● 読む文章
★ ★ ★ ★ ★ ★ ★

やっかいなことになってきた

水曜日, 8月 15th, 2007

2006 年12月、ノロウイルスによる感染が新聞やTVを騒がしていたが、ついに厚生労働省が警報を発した都道府県は45を数えるという。全国の570保健所の管轄区域ごとに、1医療機関あたり1週間で平均20人以上の患者が出ると、厚労省は保健所に注意喚起のための警報を発している。この患者数の全国平均が先月下旬、19.83人となり過去最高になったという。

しかも今回の感染拡大は、従来型の食中毒的感染ではなく、人から人に感染する二次感染によって拡大しており、ホテルにおける集団感染の報告も見られる。ホテルにおける拡大の原因が、客の吐物処理の不手際によるもので、絨毯を客が踏む度に空気中にウイルスが舞い上がり、感染が拡大したという。食中毒的感染にのみ眼を向けているうちに、ノロウイルスは反乱を起こしていたということのようである。

ノロウイルスによる感染性胃腸炎や食中毒は、一年を通して発生するが、特に冬期に流行する。ノロウイルスによる食中毒の原因食品として、生カキ等の二枚貝あるいは、二枚貝を使用した食品や献立に含む食事が上げられている。その他、カキ以外の二枚貝では、ウチムラサキ貝(大アサリ)、シジミ、ハマグリ等が食中毒の原因食品として上げられている。但し、カキや二枚貝を含まない食品を原因とする食中毒も発生しているが、食品からウイルスを検出することが難しいことなどから、原因食品を特定できなかった事例が過半数を占めるとされている。

ノロウイルスは主にカキの内臓、特に中腸腺と呼ばれる黒褐色をした部分に存在しているので、表面を洗うだけではウイルスの多くは除去できない。また、カキを殻から出す時あるいは洗う時には、まな板等の調理器具を汚染することがあるので、専用の調理器具を用意するか、カキの処理に使用したまな板等は、よく水洗あるいは熱湯消毒等を行い他の食材への二次汚染を防止することが重要で、カキを調理したあとは手指もよく洗浄、消毒する。

東京・池袋のホテルで2006年12月2日昼、結婚式に出席した女性客が、3階ロビーと宴会場のある25階通路で2度にわたり嘔吐。ホテル側が中性洗剤で拭き取った。5 日昼になって不調を訴える利用客が出始め、利用客と従業員347人が下痢や嘔吐を訴える被害があり、池袋保健所で原因を調べたところ、患者が3階と25階の利用客に集中しているため、感染源は、ホテル内の絨毯に残った微量の吐物だった可能性が高いと判断。人が歩く度にノロウイルスが空気中に拡散、感染性胃腸炎を集団発症した疑いの強いことが分かったとされている。

★ ★ ★ ★ ★ ★ ★

● 資料
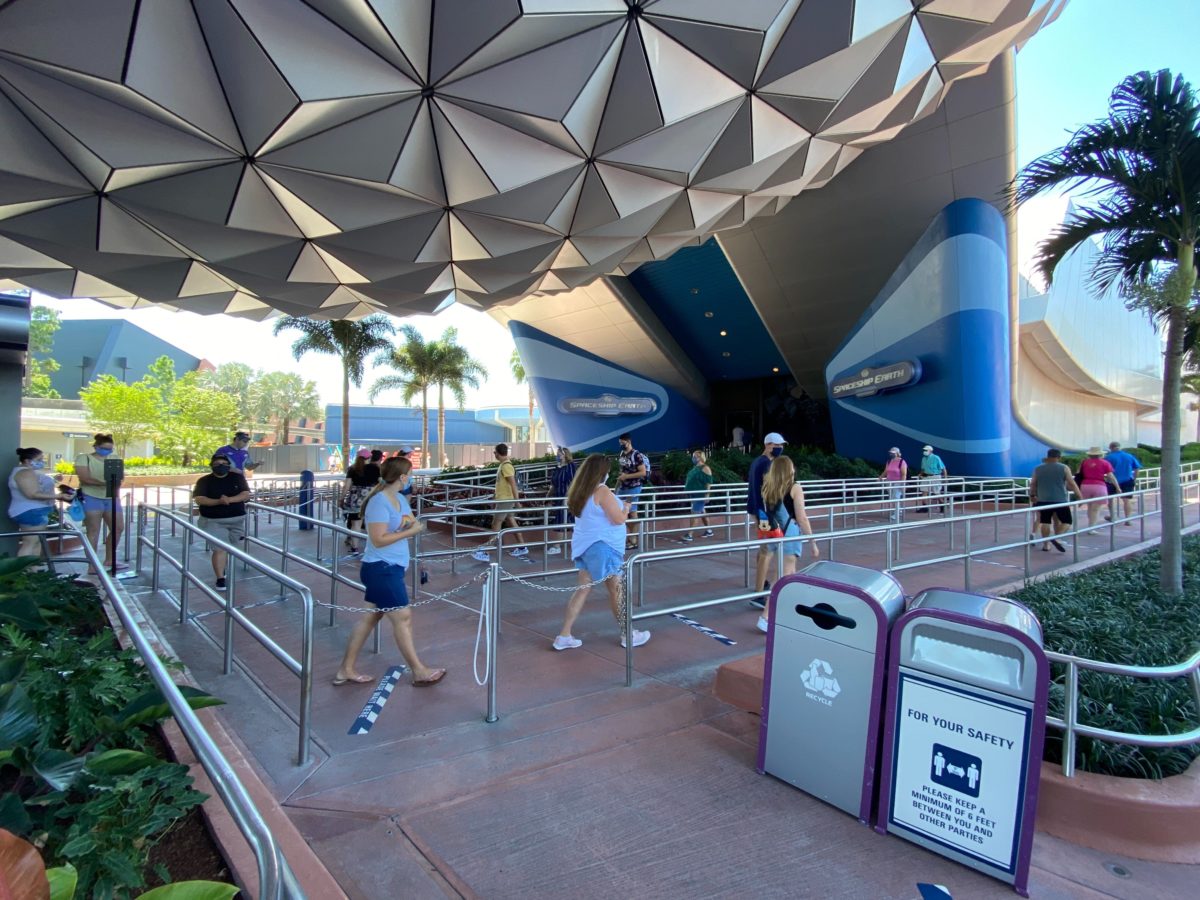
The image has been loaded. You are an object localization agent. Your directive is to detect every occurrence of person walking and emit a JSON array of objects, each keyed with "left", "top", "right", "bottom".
[
  {"left": 1030, "top": 448, "right": 1080, "bottom": 553},
  {"left": 1079, "top": 446, "right": 1120, "bottom": 527},
  {"left": 546, "top": 446, "right": 578, "bottom": 557},
  {"left": 472, "top": 444, "right": 529, "bottom": 563},
  {"left": 76, "top": 434, "right": 130, "bottom": 571},
  {"left": 212, "top": 431, "right": 259, "bottom": 478},
  {"left": 1104, "top": 440, "right": 1141, "bottom": 526},
  {"left": 758, "top": 456, "right": 821, "bottom": 632},
  {"left": 918, "top": 444, "right": 950, "bottom": 512},
  {"left": 617, "top": 433, "right": 650, "bottom": 550},
  {"left": 552, "top": 454, "right": 650, "bottom": 650},
  {"left": 682, "top": 450, "right": 713, "bottom": 544},
  {"left": 880, "top": 446, "right": 908, "bottom": 522},
  {"left": 192, "top": 451, "right": 250, "bottom": 588},
  {"left": 334, "top": 457, "right": 446, "bottom": 688},
  {"left": 342, "top": 448, "right": 379, "bottom": 557},
  {"left": 8, "top": 446, "right": 71, "bottom": 557}
]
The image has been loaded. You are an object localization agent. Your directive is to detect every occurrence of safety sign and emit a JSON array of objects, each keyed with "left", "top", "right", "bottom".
[{"left": 888, "top": 672, "right": 1030, "bottom": 874}]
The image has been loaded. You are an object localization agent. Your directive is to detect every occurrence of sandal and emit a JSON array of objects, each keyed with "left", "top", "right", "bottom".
[{"left": 413, "top": 668, "right": 446, "bottom": 688}]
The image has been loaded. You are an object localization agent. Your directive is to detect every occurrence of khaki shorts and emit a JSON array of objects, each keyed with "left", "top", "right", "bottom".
[{"left": 196, "top": 516, "right": 246, "bottom": 552}]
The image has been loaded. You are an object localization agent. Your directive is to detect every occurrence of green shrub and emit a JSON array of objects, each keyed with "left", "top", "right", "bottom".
[{"left": 1013, "top": 538, "right": 1200, "bottom": 779}]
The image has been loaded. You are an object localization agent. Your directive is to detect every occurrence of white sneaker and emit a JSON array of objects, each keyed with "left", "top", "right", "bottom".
[{"left": 620, "top": 628, "right": 650, "bottom": 647}]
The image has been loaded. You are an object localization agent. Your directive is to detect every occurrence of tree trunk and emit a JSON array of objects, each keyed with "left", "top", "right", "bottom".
[
  {"left": 433, "top": 384, "right": 446, "bottom": 469},
  {"left": 1158, "top": 244, "right": 1195, "bottom": 596},
  {"left": 340, "top": 362, "right": 350, "bottom": 468}
]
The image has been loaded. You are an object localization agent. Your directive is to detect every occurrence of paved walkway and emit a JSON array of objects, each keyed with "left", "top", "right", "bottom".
[{"left": 88, "top": 501, "right": 1200, "bottom": 900}]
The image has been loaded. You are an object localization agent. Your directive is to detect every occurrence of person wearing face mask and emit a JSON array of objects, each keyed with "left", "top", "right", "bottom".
[
  {"left": 76, "top": 434, "right": 130, "bottom": 571},
  {"left": 880, "top": 446, "right": 908, "bottom": 522},
  {"left": 682, "top": 450, "right": 713, "bottom": 544},
  {"left": 8, "top": 446, "right": 71, "bottom": 557},
  {"left": 746, "top": 431, "right": 787, "bottom": 610},
  {"left": 214, "top": 431, "right": 258, "bottom": 475},
  {"left": 334, "top": 457, "right": 446, "bottom": 688},
  {"left": 919, "top": 444, "right": 950, "bottom": 512},
  {"left": 192, "top": 452, "right": 250, "bottom": 588}
]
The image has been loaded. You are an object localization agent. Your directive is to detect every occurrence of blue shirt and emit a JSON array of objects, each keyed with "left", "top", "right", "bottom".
[
  {"left": 1104, "top": 450, "right": 1141, "bottom": 485},
  {"left": 362, "top": 491, "right": 413, "bottom": 569}
]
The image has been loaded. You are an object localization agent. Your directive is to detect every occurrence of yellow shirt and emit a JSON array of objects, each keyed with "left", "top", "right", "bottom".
[{"left": 496, "top": 462, "right": 517, "bottom": 500}]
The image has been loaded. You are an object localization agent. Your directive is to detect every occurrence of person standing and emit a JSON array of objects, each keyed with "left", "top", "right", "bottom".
[
  {"left": 546, "top": 446, "right": 578, "bottom": 557},
  {"left": 212, "top": 431, "right": 258, "bottom": 478},
  {"left": 8, "top": 446, "right": 70, "bottom": 557},
  {"left": 746, "top": 431, "right": 787, "bottom": 610},
  {"left": 683, "top": 450, "right": 713, "bottom": 544},
  {"left": 1079, "top": 446, "right": 1120, "bottom": 527},
  {"left": 617, "top": 433, "right": 650, "bottom": 550},
  {"left": 880, "top": 446, "right": 908, "bottom": 522},
  {"left": 192, "top": 451, "right": 250, "bottom": 588},
  {"left": 1030, "top": 448, "right": 1080, "bottom": 553},
  {"left": 334, "top": 457, "right": 446, "bottom": 688},
  {"left": 1104, "top": 440, "right": 1141, "bottom": 526},
  {"left": 472, "top": 444, "right": 529, "bottom": 563},
  {"left": 551, "top": 454, "right": 650, "bottom": 650},
  {"left": 919, "top": 444, "right": 950, "bottom": 512},
  {"left": 76, "top": 434, "right": 130, "bottom": 571},
  {"left": 758, "top": 456, "right": 821, "bottom": 634}
]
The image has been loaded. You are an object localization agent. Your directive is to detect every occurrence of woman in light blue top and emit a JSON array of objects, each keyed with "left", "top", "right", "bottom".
[
  {"left": 553, "top": 454, "right": 650, "bottom": 650},
  {"left": 334, "top": 458, "right": 446, "bottom": 688}
]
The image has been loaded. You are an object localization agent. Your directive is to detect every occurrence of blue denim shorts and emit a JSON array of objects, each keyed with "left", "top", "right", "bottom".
[
  {"left": 359, "top": 562, "right": 408, "bottom": 612},
  {"left": 575, "top": 541, "right": 625, "bottom": 581}
]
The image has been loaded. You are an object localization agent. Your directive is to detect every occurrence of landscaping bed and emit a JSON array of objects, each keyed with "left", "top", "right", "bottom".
[{"left": 1009, "top": 538, "right": 1200, "bottom": 779}]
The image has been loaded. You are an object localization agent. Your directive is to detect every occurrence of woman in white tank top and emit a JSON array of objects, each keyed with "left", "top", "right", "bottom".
[{"left": 553, "top": 454, "right": 650, "bottom": 650}]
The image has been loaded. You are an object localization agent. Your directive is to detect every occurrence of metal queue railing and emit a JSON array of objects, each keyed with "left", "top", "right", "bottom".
[
  {"left": 14, "top": 524, "right": 307, "bottom": 900},
  {"left": 134, "top": 505, "right": 313, "bottom": 766}
]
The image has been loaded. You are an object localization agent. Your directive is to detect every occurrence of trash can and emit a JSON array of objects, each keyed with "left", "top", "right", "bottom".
[
  {"left": 758, "top": 560, "right": 904, "bottom": 823},
  {"left": 296, "top": 469, "right": 317, "bottom": 532},
  {"left": 877, "top": 589, "right": 1050, "bottom": 896}
]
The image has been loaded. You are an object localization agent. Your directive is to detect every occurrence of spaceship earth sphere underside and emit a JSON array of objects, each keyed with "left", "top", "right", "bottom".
[{"left": 0, "top": 0, "right": 1066, "bottom": 318}]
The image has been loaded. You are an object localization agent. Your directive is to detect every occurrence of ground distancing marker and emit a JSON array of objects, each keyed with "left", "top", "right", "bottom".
[
  {"left": 671, "top": 612, "right": 738, "bottom": 647},
  {"left": 346, "top": 666, "right": 404, "bottom": 734}
]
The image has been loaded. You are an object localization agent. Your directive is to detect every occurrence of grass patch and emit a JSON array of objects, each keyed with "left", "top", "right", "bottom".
[{"left": 1012, "top": 538, "right": 1200, "bottom": 779}]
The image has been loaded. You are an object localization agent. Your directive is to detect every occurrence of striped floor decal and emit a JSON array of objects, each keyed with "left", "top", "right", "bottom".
[
  {"left": 346, "top": 666, "right": 404, "bottom": 734},
  {"left": 671, "top": 612, "right": 738, "bottom": 647}
]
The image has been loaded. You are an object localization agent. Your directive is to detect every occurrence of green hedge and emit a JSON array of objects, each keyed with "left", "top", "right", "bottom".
[{"left": 1012, "top": 538, "right": 1200, "bottom": 779}]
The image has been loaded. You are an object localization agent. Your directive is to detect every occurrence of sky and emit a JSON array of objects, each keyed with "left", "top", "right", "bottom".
[{"left": 35, "top": 0, "right": 1200, "bottom": 408}]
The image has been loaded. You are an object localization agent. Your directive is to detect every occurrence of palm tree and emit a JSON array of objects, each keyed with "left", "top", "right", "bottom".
[
  {"left": 1009, "top": 70, "right": 1200, "bottom": 595},
  {"left": 509, "top": 348, "right": 535, "bottom": 460},
  {"left": 433, "top": 328, "right": 487, "bottom": 466},
  {"left": 368, "top": 325, "right": 440, "bottom": 456},
  {"left": 275, "top": 314, "right": 396, "bottom": 461}
]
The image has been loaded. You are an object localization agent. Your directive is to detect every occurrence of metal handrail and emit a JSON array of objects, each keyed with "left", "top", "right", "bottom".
[
  {"left": 17, "top": 523, "right": 306, "bottom": 900},
  {"left": 134, "top": 504, "right": 313, "bottom": 766}
]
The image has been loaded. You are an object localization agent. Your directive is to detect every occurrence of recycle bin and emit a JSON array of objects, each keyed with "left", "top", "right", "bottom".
[
  {"left": 758, "top": 560, "right": 904, "bottom": 823},
  {"left": 877, "top": 589, "right": 1050, "bottom": 896}
]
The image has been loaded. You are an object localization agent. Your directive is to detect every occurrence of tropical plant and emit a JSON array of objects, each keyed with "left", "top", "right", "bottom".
[
  {"left": 433, "top": 328, "right": 487, "bottom": 467},
  {"left": 509, "top": 348, "right": 536, "bottom": 456},
  {"left": 1009, "top": 70, "right": 1200, "bottom": 596},
  {"left": 254, "top": 372, "right": 320, "bottom": 444},
  {"left": 275, "top": 314, "right": 396, "bottom": 460},
  {"left": 368, "top": 325, "right": 439, "bottom": 455}
]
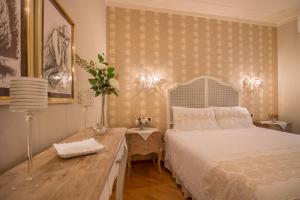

★ ★ ★ ★ ★ ★ ★

● 解く問題
1. 次の(a)〜(c)は、上のノロウイルスについての文章と合っていますか。それぞれ「はい」か「いいえ」で答え、決め手になる文章中の言葉をそのまま引用してください。
(a) ノロウイルスによる食中毒は冬にしか起こらない。
(b) カキの表面を洗えば、ウイルスの多くは取り除ける。
(c) 池袋のホテルでは、吐いた物を中性洗剤で拭き取った。
2. 上のノロウイルスについての文章をもとに、次の問いに短く答えてください。
(a) 厚生労働省が警報を出した都道府県はいくつですか。
(b) ノロウイルスは主にカキのどの部分にいますか。
(c) 池袋のホテルで下痢や嘔吐を訴えたのは、利用客と従業員を合わせて何人ですか。
3. 上のノロウイルスについての文章の「やっかいなことになってきた」から「いたということのようである。」までを、一字も変えずにそのまま返してください。

● 答えの一覧
1.
(a) いいえ。「一年を通して発生するが、特に冬期に流行する」
(b) いいえ。「表面を洗うだけではウイルスの多くは除去できない」
(c) はい。「ホテル側が中性洗剤で拭き取った」

2.
(a) 45
(b) 内臓、特に中腸腺と呼ばれる黒褐色をした部分
(c) 347人

3.
やっかいなことになってきた

水曜日, 8月 15th, 2007

2006 年12月、ノロウイルスによる感染が新聞やTVを騒がしていたが、ついに厚生労働省が警報を発した都道府県は45を数えるという。全国の570保健所の管轄区域ごとに、1医療機関あたり1週間で平均20人以上の患者が出ると、厚労省は保健所に注意喚起のための警報を発している。この患者数の全国平均が先月下旬、19.83人となり過去最高になったという。

しかも今回の感染拡大は、従来型の食中毒的感染ではなく、人から人に感染する二次感染によって拡大しており、ホテルにおける集団感染の報告も見られる。ホテルにおける拡大の原因が、客の吐物処理の不手際によるもので、絨毯を客が踏む度に空気中にウイルスが舞い上がり、感染が拡大したという。食中毒的感染にのみ眼を向けているうちに、ノロウイルスは反乱を起こしていたということのようである。